• **Aufgabe 1**:
Gib den Text über die WM 1990 in Bad Orb von "Eigentlich hasst Angela" bis "Tagesablauf gehörig durcheinander." wieder und ersetze darin "Fußball" durch "Tennis".
• **Aufgabe 2**:
Fasse den Text über die WM 1990 in Bad Orb in zwei Sätzen zusammen.

• **Zitierter Abschnitt**:
▼

Eigentlich hasst Angela Ordoñez-Delgado Fußball wie die Pest. Doch während sie sich bei einer Kur in Bad Orb langweilt, bringt die Weltmeisterschaft 1990 in Italien den strengen Tagesablauf gehörig durcheinander.
Angela kann nicht schlafen. Es ist schon spät, weit nach Mitternacht. Seit einer Stunde wälzt sich die Neunjährige in ihrem Bett hin und her, kriegt aber kein Auge zu. So lange aufgeblieben ist sie das letzte Mal an Silvester. Deutschland ist soeben Weltmeister geworden, durch ein 1:0 gegen Argentinien. Immer noch rasen die Autos hupend durch den sonst so ruhigen Kurort Bad Orb, obwohl der Schlusspfiff schon gute drei Stunden zurückliegt.

▲

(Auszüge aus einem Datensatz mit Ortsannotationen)
▼

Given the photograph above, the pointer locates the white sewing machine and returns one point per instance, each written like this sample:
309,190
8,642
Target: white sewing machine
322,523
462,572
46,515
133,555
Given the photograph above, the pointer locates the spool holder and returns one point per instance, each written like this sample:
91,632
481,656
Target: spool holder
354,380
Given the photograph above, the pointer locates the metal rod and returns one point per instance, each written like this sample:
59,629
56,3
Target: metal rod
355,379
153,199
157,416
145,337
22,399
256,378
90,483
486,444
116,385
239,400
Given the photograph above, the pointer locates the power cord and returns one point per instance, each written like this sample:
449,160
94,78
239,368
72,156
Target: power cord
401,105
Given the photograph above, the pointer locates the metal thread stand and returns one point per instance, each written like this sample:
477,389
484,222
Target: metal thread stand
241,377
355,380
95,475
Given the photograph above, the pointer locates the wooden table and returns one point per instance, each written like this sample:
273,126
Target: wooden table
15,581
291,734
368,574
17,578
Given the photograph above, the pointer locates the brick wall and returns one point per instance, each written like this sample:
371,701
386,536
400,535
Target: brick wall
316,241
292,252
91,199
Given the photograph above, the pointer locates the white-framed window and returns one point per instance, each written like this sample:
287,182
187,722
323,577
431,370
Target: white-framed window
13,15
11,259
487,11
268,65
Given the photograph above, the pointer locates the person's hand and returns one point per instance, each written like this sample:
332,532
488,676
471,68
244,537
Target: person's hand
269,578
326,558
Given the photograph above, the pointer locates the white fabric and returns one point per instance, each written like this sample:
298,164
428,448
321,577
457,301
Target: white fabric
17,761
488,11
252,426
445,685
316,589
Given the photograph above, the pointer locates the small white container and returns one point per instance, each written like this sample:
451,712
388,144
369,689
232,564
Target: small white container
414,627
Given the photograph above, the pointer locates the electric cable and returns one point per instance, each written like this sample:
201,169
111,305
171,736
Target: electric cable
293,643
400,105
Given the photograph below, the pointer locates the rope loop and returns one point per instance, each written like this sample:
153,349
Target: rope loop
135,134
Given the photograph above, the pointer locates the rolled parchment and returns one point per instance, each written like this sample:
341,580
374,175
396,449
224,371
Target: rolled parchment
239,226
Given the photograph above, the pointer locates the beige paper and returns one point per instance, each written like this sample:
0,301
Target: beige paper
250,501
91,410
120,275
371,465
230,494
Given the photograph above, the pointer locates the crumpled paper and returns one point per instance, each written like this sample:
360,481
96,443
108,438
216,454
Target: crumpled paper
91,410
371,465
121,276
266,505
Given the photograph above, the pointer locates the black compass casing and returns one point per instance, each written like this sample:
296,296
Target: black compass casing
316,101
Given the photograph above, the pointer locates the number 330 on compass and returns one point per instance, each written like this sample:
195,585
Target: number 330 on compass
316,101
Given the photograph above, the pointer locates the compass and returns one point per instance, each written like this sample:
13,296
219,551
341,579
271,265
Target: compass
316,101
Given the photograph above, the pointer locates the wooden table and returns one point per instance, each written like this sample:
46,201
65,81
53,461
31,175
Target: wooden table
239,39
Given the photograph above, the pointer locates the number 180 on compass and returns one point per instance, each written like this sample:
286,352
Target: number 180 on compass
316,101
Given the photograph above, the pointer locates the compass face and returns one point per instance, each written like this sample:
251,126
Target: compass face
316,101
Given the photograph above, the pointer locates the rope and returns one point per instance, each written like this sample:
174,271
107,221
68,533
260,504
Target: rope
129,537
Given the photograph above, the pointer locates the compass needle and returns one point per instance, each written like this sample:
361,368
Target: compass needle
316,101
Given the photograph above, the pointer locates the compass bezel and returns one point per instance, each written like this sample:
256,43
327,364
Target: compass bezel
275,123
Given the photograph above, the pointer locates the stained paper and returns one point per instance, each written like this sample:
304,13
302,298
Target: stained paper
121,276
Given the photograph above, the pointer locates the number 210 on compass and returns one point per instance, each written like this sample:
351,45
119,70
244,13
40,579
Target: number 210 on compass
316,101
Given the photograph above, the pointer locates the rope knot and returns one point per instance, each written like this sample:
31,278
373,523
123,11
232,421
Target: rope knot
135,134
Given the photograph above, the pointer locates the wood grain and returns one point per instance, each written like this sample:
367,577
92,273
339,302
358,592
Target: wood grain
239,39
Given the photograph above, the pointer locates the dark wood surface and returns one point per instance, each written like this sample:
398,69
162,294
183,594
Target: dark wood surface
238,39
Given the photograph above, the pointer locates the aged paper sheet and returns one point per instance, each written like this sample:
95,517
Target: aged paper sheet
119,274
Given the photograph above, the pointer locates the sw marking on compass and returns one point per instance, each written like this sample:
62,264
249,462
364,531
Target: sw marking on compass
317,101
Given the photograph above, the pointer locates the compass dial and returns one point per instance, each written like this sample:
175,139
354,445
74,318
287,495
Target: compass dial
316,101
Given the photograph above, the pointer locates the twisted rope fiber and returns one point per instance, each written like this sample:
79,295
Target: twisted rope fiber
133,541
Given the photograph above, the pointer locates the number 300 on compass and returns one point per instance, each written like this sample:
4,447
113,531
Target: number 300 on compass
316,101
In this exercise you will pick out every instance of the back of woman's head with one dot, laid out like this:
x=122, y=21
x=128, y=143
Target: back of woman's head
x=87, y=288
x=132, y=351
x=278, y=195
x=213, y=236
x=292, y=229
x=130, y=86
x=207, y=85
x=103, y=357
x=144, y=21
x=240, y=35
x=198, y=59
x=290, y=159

▲

• **Lösung 1**:
Eigentlich hasst Angela Ordoñez-Delgado Tennis wie die Pest. Doch während sie sich bei einer Kur in Bad Orb langweilt, bringt die Weltmeisterschaft 1990 in Italien den strengen Tagesablauf gehörig durcheinander.

• **Lösung 2**:
Angela Ordoñez-Delgado hasst eigentlich Fußball, doch während einer langweiligen Kur in Bad Orb bringt die Weltmeisterschaft 1990 in Italien ihren strengen Tagesablauf durcheinander. Nachdem Deutschland durch ein 1:0 gegen Argentinien Weltmeister geworden ist, liegt die Neunjährige weit nach Mitternacht wach, während immer noch hupende Autos durch den Kurort rasen.